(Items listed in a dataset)
╭──

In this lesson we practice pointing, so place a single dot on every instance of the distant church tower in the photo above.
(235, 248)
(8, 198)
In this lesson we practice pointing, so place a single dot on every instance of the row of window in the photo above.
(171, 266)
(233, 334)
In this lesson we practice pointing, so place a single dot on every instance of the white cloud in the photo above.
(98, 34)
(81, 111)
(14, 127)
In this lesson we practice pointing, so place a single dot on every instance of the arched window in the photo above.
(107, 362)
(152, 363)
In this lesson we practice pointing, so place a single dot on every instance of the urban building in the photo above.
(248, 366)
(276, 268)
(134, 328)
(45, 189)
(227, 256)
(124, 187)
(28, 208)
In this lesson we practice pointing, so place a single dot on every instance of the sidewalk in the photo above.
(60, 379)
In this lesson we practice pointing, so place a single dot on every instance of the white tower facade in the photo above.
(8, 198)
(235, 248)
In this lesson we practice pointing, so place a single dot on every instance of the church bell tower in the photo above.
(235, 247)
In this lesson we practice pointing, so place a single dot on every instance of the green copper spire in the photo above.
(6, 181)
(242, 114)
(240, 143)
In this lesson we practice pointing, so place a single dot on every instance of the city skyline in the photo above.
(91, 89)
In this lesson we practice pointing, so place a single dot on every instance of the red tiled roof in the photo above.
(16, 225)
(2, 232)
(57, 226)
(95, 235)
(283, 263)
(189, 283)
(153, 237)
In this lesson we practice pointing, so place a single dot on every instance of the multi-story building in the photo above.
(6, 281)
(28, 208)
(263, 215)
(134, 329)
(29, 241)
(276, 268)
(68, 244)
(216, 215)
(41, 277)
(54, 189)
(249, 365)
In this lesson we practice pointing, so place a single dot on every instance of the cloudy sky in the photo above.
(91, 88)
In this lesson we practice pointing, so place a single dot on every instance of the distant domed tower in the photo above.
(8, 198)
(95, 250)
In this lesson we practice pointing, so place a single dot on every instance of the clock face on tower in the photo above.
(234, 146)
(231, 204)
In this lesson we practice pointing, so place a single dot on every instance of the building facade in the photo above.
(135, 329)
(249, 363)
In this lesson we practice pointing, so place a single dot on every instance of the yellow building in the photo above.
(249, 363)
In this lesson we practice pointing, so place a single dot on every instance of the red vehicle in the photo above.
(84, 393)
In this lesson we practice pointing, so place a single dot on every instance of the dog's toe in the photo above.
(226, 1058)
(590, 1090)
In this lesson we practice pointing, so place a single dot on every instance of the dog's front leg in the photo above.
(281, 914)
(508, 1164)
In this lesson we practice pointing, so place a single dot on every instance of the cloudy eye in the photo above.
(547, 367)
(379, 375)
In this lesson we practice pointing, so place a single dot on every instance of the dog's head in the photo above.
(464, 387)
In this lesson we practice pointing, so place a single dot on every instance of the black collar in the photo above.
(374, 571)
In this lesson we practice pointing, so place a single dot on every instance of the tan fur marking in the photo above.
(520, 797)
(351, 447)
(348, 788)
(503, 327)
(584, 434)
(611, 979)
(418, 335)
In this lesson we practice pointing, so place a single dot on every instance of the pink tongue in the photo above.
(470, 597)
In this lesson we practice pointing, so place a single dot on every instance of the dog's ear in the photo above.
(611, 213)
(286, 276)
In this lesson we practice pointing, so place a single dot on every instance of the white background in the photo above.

╰──

## Task brief
Extract every line from the one containing "eye in the photo above." to the end of the entries, including both of those lines, exactly as given and with nothing added.

## Answer to the problem
In this lesson we practice pointing, so place a single dot on every instance of the cloudy eye in the photo above.
(547, 367)
(379, 375)
In this lesson we practice pointing, so place a single dot on every instance of the dog's head in the photo above.
(464, 387)
In this lesson we practice pointing, so place a single dot on every instance of the black collar in the photo above.
(374, 571)
In this lesson we practice pointing, so place a single dot on every instance of the tan fur marking in the photo above.
(520, 797)
(351, 447)
(348, 788)
(503, 327)
(584, 434)
(611, 979)
(418, 335)
In this lesson we practice pointing, so place a single dot on every instance of the pink tongue in the photo above.
(470, 597)
In this lesson we practice pointing, so place a single dot on every instance of the dog's ear in the photo above.
(611, 213)
(286, 276)
In this lesson we practice pointing, so place a single dot on every instance of the white background in the photo above.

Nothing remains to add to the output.